Below are records; write all of them out exactly.

::::::

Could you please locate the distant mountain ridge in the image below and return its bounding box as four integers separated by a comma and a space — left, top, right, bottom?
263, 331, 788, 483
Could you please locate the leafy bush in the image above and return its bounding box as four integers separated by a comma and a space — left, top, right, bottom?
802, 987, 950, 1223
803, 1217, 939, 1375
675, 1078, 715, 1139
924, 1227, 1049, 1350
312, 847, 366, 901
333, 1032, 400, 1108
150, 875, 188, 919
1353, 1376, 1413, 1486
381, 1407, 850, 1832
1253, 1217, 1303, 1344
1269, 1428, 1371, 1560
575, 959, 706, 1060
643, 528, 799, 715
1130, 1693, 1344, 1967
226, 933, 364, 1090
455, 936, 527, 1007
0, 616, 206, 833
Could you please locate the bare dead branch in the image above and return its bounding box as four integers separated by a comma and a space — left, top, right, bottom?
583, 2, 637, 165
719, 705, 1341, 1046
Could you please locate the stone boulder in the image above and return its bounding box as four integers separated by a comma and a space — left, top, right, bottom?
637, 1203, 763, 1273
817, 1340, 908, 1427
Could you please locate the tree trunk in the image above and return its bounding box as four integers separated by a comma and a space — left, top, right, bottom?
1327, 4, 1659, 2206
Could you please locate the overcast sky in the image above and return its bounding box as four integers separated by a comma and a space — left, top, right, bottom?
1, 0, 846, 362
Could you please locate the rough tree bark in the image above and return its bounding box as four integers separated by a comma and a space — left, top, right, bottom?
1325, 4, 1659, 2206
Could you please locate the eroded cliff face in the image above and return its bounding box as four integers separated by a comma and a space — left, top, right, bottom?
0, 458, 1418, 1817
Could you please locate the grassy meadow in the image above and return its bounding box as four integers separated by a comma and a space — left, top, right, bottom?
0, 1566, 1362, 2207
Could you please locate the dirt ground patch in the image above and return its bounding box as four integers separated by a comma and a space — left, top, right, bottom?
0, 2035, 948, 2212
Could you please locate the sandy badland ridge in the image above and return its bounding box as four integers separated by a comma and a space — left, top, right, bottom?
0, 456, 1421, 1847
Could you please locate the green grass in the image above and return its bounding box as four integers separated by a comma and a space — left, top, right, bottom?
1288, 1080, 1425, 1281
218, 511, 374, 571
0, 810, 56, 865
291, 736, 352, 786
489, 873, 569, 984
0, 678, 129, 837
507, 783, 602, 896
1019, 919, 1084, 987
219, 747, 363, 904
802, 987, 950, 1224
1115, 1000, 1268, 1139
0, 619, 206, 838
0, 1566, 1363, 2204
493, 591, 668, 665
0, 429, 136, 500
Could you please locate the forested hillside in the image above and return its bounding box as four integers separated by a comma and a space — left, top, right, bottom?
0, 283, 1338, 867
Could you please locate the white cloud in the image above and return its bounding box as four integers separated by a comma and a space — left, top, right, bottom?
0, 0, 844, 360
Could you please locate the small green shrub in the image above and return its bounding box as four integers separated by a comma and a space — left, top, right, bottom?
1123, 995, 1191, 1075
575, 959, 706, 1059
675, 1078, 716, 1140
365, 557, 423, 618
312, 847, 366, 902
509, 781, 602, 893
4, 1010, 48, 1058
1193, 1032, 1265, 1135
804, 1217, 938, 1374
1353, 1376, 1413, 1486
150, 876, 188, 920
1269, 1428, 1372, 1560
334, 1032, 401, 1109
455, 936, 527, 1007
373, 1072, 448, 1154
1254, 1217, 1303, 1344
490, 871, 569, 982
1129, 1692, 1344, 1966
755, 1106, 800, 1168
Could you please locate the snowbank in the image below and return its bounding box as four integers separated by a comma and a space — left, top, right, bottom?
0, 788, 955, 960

::::::

> **Exercise response**:
Could you please locate the distant mountain ridge in the image below and return its bounding box as four integers separated by a comma and a space — left, top, right, bottom?
263, 331, 788, 483
Could you please locate the leafy bush in the image above and return its bounding box as four integers separated by a comma and a space — left, top, right, bottom?
802, 987, 950, 1223
803, 1217, 939, 1375
675, 1078, 715, 1139
924, 1227, 1049, 1350
312, 847, 366, 901
333, 1032, 400, 1108
150, 875, 188, 919
1353, 1376, 1413, 1486
381, 1407, 850, 1832
1253, 1217, 1303, 1344
1269, 1428, 1371, 1560
575, 959, 706, 1060
643, 528, 799, 715
1130, 1693, 1344, 1967
226, 933, 364, 1090
455, 936, 527, 1007
0, 616, 206, 833
Could you please locate the bare dead branch in the image above and return its bounding box as four integers separated by a comma and a space — left, top, right, bottom?
583, 2, 637, 165
719, 705, 1341, 1046
Could you please locate the stone boulder in the image above and return its bounding box as four integers separated by a comma and a space — left, top, right, bottom?
637, 1203, 763, 1273
817, 1340, 908, 1427
Could you please locate the tree trunk in the image above and return its bounding box as four integers separated by a comma and a space — left, top, right, bottom?
1327, 4, 1659, 2206
Could you please locate the overcast sky in the image above and return its bounding box as four integers separated by a comma and a space — left, top, right, bottom?
1, 0, 846, 362
Could you please locate the rough tree bark in the image above and return its bounding box as four integers separated by a comma and a space — left, top, right, bottom?
1325, 4, 1659, 2206
Could you please locate the eroded cliff face in the image above and return its bounding box as four integers separated by a comma and a space — left, top, right, bottom?
0, 458, 1418, 1817
Could you please locate the grassy meadow in the image above and return its bounding box as four integers separated by a comma and a space — left, top, right, bottom?
0, 1566, 1362, 2207
Could you please locate the dirt ground patch in the image above and return its bounding box as four integers separated by a comma and a space — left, top, right, bottom?
0, 2035, 948, 2212
Could you please locate the sandy badland ridge in the image above and return its bounding box as four integers separated by a comma and a space — left, top, right, bottom?
0, 456, 1421, 1847
Could you please locate the green grass in the image above and return its bounding box as four integers separated by a comma and a space — left, top, right, bottom?
1288, 1080, 1425, 1281
218, 511, 374, 571
0, 810, 56, 865
291, 736, 352, 786
489, 873, 569, 984
0, 678, 129, 837
507, 783, 602, 896
1019, 919, 1084, 987
219, 747, 363, 904
802, 987, 950, 1224
1115, 1000, 1268, 1139
0, 619, 206, 838
0, 1566, 1363, 2204
493, 591, 668, 665
0, 429, 136, 500
Could you please locate the forested hillside in the image above and return its bounding box as four integers separated by a comma and a space — left, top, right, bottom?
0, 283, 1338, 867
Could you please locate the white cloud in the image above and return its bounding box as four integers separated by a comma and a space — left, top, right, bottom?
0, 0, 844, 360
Could you please locate the small green shrub in the image above and return its bounding box as four integers separated by a comma and a space — left, top, right, bottom?
1123, 995, 1191, 1075
575, 959, 706, 1059
675, 1078, 716, 1140
365, 557, 423, 618
312, 847, 366, 902
509, 781, 602, 893
4, 1010, 48, 1058
1193, 1032, 1265, 1135
804, 1217, 938, 1374
1353, 1376, 1413, 1486
150, 876, 188, 920
1269, 1428, 1372, 1560
334, 1032, 401, 1109
455, 936, 527, 1007
373, 1072, 448, 1154
1254, 1217, 1303, 1344
490, 871, 569, 982
1129, 1692, 1344, 1966
755, 1106, 800, 1168
Could you please locate the snowbank in the image below and return its bounding box as four integers separated by a comma and a space — left, top, right, bottom?
0, 788, 955, 960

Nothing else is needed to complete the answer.